*PASSAGE FOR REVIEW*
-- Opening Marker --

A smell is a sensation triggered by airborne chemical compounds called odorants, which are small, volatile organic molecules. The question of “where smells go” has two distinct answers: the physical fate of the odorant molecule in the environment, and the neurological fate of the signal it generates in the brain. The physical disappearance of a scent involves the dissipation and breakdown of the molecules themselves, while the sensation lingers within our neural pathways and memory centers.
The Environmental Fate of Odor Molecules
The physical existence of a smell ends when the airborne odorant molecules are either scattered or chemically altered. The primary mechanism for the fading of a scent in an open area is dilution and dispersion. As a chemical plume travels from its source, its molecules spread out, rapidly decreasing in concentration until they fall below the human detection threshold.

-- Closing Marker --

*DATASET CONTENT*
-- Opening Marker --

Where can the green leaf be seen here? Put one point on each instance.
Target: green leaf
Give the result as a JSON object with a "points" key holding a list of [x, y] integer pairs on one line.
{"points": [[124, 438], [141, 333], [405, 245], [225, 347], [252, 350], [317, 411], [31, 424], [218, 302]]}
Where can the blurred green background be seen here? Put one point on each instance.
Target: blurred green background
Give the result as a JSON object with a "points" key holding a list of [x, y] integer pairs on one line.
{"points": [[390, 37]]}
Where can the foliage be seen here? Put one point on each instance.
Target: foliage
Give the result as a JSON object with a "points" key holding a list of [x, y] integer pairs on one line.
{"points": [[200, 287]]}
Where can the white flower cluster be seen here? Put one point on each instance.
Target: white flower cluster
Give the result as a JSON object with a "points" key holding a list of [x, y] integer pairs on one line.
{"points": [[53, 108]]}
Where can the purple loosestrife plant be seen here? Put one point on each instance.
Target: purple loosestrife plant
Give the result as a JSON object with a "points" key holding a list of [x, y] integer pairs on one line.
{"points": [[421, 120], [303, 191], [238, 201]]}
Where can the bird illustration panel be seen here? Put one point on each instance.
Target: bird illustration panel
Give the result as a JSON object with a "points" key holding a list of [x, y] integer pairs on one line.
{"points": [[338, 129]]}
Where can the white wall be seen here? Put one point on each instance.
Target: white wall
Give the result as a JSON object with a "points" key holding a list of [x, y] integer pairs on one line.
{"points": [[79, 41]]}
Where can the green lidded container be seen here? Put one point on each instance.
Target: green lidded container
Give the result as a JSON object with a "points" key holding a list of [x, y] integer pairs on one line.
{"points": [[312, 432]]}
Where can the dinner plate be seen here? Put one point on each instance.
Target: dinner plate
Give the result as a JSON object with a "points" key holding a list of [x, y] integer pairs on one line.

-- Closing Marker --

*ACTIVITIES*
**A)** Please quote the passage about smells from "The Environmental Fate" down to "human detection threshold.".
**B)** Decide whether each statement agrees with the passage about smells. Answer yes or no, and quote the deciding words. (i) Odorants are small, volatile organic molecules. (ii) Dilution and dispersion are the primary way a scent fades in an enclosed room. (iii) As a plume travels from its source, its molecules become more concentrated.
These rows have nothing to do with the passage about smells.

*PROBLEM SOLUTIONS*
**A)**
The Environmental Fate of Odor Molecules
The physical existence of a smell ends when the airborne odorant molecules are either scattered or chemically altered. The primary mechanism for the fading of a scent in an open area is dilution and dispersion. As a chemical plume travels from its source, its molecules spread out, rapidly decreasing in concentration until they fall below the human detection threshold.

**B)**
(i) Yes: "small, volatile organic molecules"
(ii) No: "The primary mechanism for the fading of a scent in an open area is dilution and dispersion."
(iii) No: "rapidly decreasing in concentration"